| Task description |
Could you reproduce all of the entries below without a single change?

^^^^^^^^^^^^^^^^

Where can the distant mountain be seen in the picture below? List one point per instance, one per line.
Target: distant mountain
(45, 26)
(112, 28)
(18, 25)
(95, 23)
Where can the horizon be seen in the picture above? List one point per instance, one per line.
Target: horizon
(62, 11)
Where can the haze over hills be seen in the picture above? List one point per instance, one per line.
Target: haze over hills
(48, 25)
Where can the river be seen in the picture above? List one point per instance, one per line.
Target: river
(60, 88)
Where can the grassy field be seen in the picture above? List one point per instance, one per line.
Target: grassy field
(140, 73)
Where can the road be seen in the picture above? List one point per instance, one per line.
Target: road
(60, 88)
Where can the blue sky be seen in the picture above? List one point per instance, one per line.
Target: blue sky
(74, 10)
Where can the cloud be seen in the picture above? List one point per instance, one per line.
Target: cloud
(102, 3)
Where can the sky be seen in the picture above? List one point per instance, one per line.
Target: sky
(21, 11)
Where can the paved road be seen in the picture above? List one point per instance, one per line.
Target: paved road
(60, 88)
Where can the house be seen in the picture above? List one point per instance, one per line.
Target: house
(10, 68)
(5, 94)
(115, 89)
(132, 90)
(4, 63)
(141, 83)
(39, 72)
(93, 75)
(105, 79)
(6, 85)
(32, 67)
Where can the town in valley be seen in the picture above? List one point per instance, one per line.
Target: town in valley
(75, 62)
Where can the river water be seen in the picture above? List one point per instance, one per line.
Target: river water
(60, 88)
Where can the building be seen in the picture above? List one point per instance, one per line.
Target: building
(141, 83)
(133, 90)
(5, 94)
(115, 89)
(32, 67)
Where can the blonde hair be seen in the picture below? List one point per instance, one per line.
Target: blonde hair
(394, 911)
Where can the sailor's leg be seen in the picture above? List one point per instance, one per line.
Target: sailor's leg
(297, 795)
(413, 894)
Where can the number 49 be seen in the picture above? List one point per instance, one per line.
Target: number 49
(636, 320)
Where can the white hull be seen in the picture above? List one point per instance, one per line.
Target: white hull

^^^^^^^^^^^^^^^^

| Task solution |
Where can the distant mountain be seen in the picture below? List one point per instance, one per line.
Target: distant mountain
(45, 26)
(112, 28)
(18, 25)
(95, 23)
Where can the horizon be seen in the picture above? List one point per instance, one per line.
Target: horizon
(62, 11)
Where can the haze over hills be seen in the picture above? List one point per instance, one per line.
Target: haze over hills
(48, 25)
Where can the river be seen in the picture above? List one point per instance, one per line.
Target: river
(60, 88)
Where can the grassy field be seen in the picture above? List one point per instance, one per line.
Target: grassy field
(140, 73)
Where can the road be seen in the picture above? List one point per instance, one per line.
Target: road
(60, 88)
Where can the blue sky be seen in the picture above? List one point per instance, one per line.
Target: blue sky
(74, 10)
Where can the cloud be seen in the picture above? List one point per instance, one per line.
Target: cloud
(102, 3)
Where can the sky be seen in the picture above? List one point per instance, one per line.
Target: sky
(21, 11)
Where can the paved road be seen in the picture above? List one point per instance, one per line.
Target: paved road
(60, 88)
Where can the house be seen in the picture above? List one point per instance, one per line.
Target: house
(10, 68)
(5, 94)
(115, 89)
(132, 90)
(4, 63)
(141, 83)
(39, 72)
(93, 75)
(105, 79)
(6, 85)
(32, 67)
Where can the town in valley be seen in the picture above? List one point per instance, one per line.
Target: town in valley
(75, 62)
Where can the river water be seen in the picture above? List one point per instance, one per line.
Target: river water
(60, 88)
Where can the building be seen in the picture above? List one point per instance, one per line.
Target: building
(141, 83)
(133, 90)
(5, 94)
(115, 89)
(32, 67)
Where can the blonde hair be seen in the picture below? List one point per instance, one per line.
Target: blonde hair
(394, 911)
Where can the sailor's leg be seen in the picture above? List one point per instance, one per line.
Target: sailor's leg
(297, 795)
(413, 894)
Where can the number 49 be seen in the picture above? List one point per instance, one per line.
Target: number 49
(636, 320)
Where can the white hull be seen in the picture above? List one point per instance, one per line.
Target: white hull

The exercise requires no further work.